== Passage for review

The process is still ongoing, having included the invasions of 1967, 1976, 1982, 2002 (massacre of Jenin), 2006, and now the recent Gaza Massacre (2008/09). Over the three-week period, it was estimated that a million and a half tons of explosives were dropped on the Gaza Strip, home to 1.5 million people, making it the most densely crowded area in the world, where it is difficult to distinguish civilians from fighters.
In the 22 days of relentless assault, the Palestinian Center for Human Rights (PCHR) put the Palestinian death toll at a total of 1,417 of which 926 were civilians, including 313 children and 116 women. Non-combatant police officers constituted 255, and 236 combatants were killed, representing 16.7% of the total deaths. The number of civilian fatalities included sixteen medics and four journalists. The number of wounded was approximately 5,500, of which two-thirds were civilians. Numerous schools, mosques, hospitals, residential and commercial buildings, and United Nations facilities were obliterated.
In a major 49-page report on “Gaza’s Unfinished Business,” published on 23 April, 2009, the International Crisis Group warned that Gaza could once again reach the boiling point. Gaza, it says, is an explosion waiting to happen. It lists the toll from Israel’s callous 22-day battering in December-January, 2009 as 1,430 Gazans killed, over 5,300 wounded, 90,000 made homeless, Gaza’s seven main textile factories damaged and closed down, 22 of the 29 concrete factories devastated, whole industrial zones flattened, and 60 per cent of agricultural land near the border with Israel harmed, leading to a virtual halt of agribusiness.
Israel’s deliberately disproportionate response to Hamas’ home-made rockets must be seen as an attempt to destroy the Palestinians’ will to fight. If that was indeed the aim, it has not succeeded, but nor is Palestinian statehood any closer. What happened in Gaza in 2008/09 is nothing short of another Nakba. This time, however, it was granted a license from the biggest super power.

====
== Provided material

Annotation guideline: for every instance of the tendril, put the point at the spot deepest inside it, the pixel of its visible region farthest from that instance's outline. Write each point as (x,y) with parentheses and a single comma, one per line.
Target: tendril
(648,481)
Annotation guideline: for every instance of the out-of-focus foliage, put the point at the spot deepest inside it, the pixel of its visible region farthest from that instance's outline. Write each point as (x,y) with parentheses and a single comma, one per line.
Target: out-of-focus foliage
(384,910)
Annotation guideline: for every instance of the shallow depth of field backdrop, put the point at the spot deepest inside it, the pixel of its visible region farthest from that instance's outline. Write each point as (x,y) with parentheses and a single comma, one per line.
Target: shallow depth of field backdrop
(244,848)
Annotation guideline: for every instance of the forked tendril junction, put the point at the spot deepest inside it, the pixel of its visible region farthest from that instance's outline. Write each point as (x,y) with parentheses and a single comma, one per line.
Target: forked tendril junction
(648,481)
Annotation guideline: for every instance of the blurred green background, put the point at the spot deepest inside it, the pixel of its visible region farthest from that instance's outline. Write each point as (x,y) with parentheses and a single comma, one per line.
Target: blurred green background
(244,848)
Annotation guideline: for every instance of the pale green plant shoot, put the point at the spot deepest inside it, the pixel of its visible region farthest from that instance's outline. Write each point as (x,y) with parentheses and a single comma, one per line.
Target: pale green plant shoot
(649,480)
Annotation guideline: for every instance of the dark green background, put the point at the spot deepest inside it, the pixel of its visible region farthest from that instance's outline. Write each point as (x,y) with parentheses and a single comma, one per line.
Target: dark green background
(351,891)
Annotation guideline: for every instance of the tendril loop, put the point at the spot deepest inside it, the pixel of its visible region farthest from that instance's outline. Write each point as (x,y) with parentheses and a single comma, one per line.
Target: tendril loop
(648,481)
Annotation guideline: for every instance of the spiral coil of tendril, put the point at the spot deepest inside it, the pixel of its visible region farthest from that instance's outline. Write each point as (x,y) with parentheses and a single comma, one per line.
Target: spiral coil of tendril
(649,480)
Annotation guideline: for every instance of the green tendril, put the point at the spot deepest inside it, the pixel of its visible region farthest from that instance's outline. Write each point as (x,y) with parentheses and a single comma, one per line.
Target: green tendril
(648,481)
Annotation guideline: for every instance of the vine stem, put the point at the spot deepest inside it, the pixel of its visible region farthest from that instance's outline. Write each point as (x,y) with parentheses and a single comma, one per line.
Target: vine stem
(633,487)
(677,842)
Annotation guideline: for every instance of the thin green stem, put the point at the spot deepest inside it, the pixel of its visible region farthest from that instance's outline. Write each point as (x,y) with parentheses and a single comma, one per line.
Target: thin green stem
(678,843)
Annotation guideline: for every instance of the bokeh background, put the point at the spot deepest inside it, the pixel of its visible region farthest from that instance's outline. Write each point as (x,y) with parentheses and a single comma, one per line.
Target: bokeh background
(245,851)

====

What the task asks
Carry on the passage about the 2008/09 Gaza assault from where it stops. You won't need the entries.

Final answer
The United States has long opposed a solution to the Palestinian-Israeli conflict, consistent with the global consensus: total withdrawal to the 1967 borders, the establishment of a sovereign, contiguous, Palestinian state, endorsement of a non-rhetorical two-state solution, and the annulment of the annexation of Arab East Jerusalem. On the contrary, neither any Israeli government since 1967, nor any American Administration has ever pondered the issue of total withdrawal seriously or met the requisites of the global consensus.
“A culture of impunity in the region has existed for too long,” Goldstone told the United Nations Human Rights Commission (UNHRC) when presenting his report. “The lack of accountability for war crimes and possible war crimes against humanity has reached a crisis point,” he added. The Obama administration, the US media, and both leaderships of Congress are part of the problem; therefore, America has not been and will not be part of the solution.
Naseer Aruri is Chancellor Professor (Emeritus) University of Massachusetts Dartmouth. He is the author of Dishonest Broker published by South End Press, Cambridge, MA.